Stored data
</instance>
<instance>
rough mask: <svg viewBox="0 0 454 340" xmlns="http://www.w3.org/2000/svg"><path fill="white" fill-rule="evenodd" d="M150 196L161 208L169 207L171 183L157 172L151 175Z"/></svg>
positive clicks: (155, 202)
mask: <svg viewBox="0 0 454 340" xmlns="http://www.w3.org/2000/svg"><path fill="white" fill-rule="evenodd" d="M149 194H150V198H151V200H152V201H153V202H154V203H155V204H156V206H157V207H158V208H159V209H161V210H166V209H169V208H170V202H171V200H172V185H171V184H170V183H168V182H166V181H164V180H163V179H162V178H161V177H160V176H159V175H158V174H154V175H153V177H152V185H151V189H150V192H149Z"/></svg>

## THE TASK
Transcribe the entries exactly.

## RESULT
</instance>
<instance>
rough mask: <svg viewBox="0 0 454 340" xmlns="http://www.w3.org/2000/svg"><path fill="white" fill-rule="evenodd" d="M150 196L161 208L169 207L171 183L157 172L151 175Z"/></svg>
positive clicks: (155, 202)
mask: <svg viewBox="0 0 454 340" xmlns="http://www.w3.org/2000/svg"><path fill="white" fill-rule="evenodd" d="M149 194H150V198H151V200H152V201H153V202H154V203H155V204H156V206H157V207H158V208H159V209H161V210H166V209H169V208H170V202H171V200H172V185H171V184H170V183H168V182H166V181H164V180H163V179H162V178H161V177H160V176H159V175H158V174H154V175H153V177H152V185H151V189H150V192H149Z"/></svg>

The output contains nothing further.